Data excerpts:
====================
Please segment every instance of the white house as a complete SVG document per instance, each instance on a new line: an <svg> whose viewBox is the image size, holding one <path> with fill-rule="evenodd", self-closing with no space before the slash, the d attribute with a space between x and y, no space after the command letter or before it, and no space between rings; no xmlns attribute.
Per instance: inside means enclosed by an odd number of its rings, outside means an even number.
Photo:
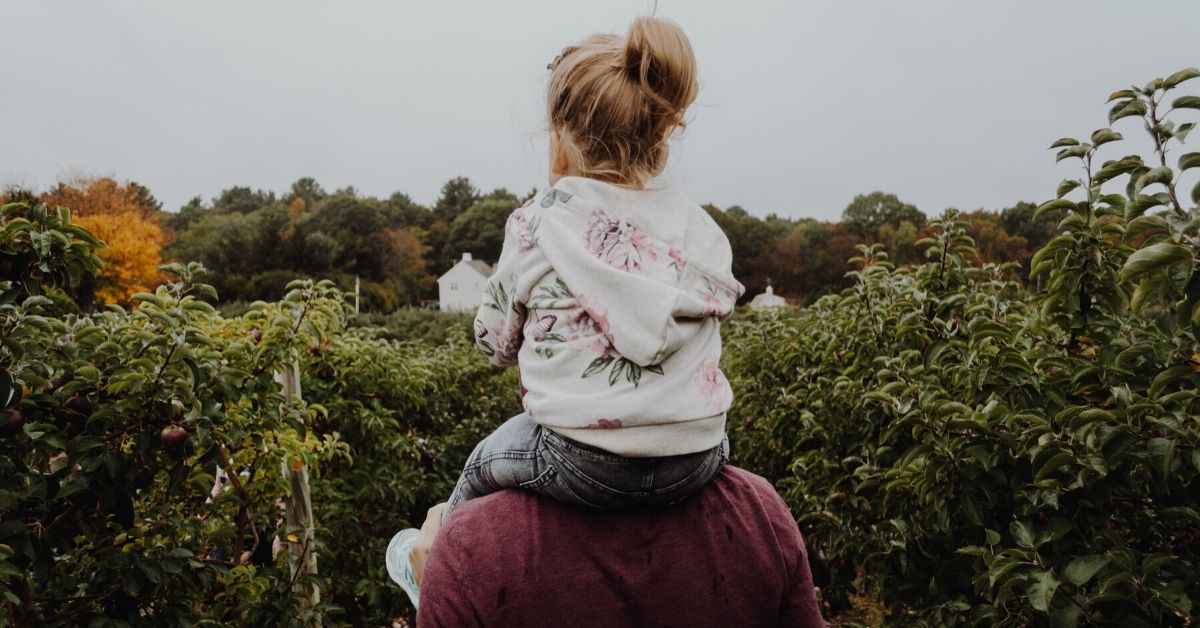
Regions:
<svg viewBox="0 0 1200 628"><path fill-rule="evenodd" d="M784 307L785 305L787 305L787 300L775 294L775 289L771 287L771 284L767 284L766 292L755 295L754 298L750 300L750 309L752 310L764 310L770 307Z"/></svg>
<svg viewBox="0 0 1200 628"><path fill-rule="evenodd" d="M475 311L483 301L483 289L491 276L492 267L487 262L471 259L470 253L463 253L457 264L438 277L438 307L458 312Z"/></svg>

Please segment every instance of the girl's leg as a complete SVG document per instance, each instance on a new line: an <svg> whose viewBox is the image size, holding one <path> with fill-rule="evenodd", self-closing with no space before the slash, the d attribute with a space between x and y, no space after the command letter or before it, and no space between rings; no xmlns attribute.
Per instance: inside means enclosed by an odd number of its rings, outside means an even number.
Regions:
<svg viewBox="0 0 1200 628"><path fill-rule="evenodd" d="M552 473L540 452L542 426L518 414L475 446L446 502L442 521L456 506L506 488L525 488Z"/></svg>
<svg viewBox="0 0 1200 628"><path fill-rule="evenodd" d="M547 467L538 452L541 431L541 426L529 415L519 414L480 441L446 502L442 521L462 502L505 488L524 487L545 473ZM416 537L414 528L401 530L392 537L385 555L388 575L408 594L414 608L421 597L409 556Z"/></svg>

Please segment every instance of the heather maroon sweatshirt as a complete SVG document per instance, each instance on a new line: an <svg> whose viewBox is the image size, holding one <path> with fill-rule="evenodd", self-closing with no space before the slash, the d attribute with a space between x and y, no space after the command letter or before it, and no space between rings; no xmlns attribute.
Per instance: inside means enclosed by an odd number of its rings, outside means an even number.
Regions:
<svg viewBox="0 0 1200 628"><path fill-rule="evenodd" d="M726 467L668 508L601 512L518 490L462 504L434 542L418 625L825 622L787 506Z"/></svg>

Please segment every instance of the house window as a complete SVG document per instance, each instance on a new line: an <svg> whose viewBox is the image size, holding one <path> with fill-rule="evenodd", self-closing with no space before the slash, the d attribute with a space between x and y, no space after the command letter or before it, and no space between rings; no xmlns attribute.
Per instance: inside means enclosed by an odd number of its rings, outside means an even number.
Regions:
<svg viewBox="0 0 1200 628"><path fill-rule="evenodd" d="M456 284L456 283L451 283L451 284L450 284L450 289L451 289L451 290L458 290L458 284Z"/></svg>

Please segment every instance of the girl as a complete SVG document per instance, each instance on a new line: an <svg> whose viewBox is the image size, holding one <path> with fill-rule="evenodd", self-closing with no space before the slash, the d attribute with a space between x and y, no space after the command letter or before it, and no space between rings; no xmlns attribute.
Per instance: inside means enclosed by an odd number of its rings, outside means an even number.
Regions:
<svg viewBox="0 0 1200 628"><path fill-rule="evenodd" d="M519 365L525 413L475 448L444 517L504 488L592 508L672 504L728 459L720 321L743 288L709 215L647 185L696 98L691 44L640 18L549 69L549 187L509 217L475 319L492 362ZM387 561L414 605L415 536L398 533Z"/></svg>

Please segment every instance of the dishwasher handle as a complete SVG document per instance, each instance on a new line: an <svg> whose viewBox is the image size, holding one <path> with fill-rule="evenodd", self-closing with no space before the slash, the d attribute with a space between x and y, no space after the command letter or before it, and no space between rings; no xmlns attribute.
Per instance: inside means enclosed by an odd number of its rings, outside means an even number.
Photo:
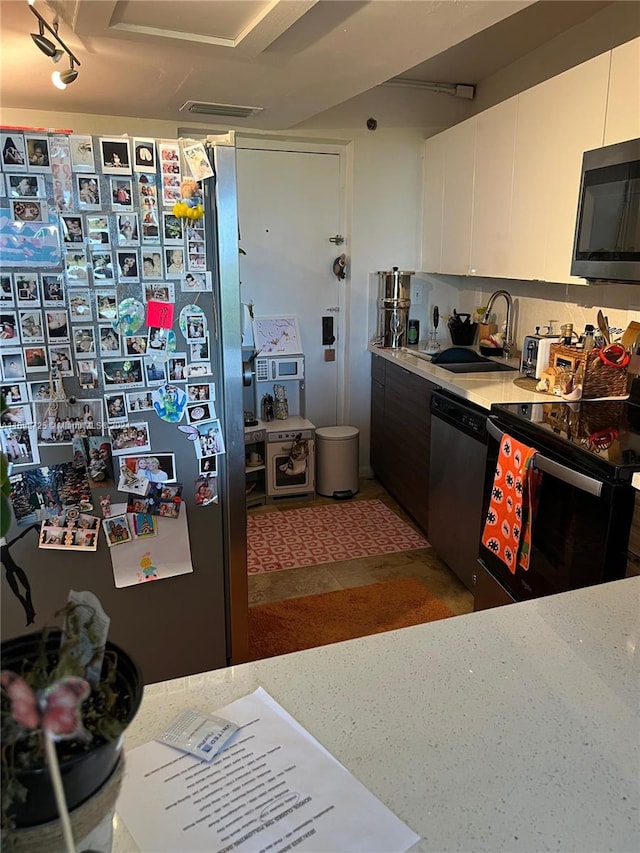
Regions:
====================
_WORK TASK_
Copy every line of the records above that holds the word "girl".

_WORKED SOLUTION_
Please segment every instance of the girl's leg as a complete SVG document per instance, each instance on a new line: an <svg> whose viewBox is the image size, holding one <path> with fill-rule="evenodd", self-closing with no space before the slash, the d attribute with a space between x and y, no space after the command letter or before it, and no space between rings; no xmlns attribute.
Please segment every instance of the girl as a complete SVG document per instance, each instance on a new line: an <svg> whose viewBox is the image size, holding one <path> with fill-rule="evenodd", self-closing with no space before the slash, the d attribute with a space between x and y, no space after the command letter or before it, and no space between rings; no xmlns attribute.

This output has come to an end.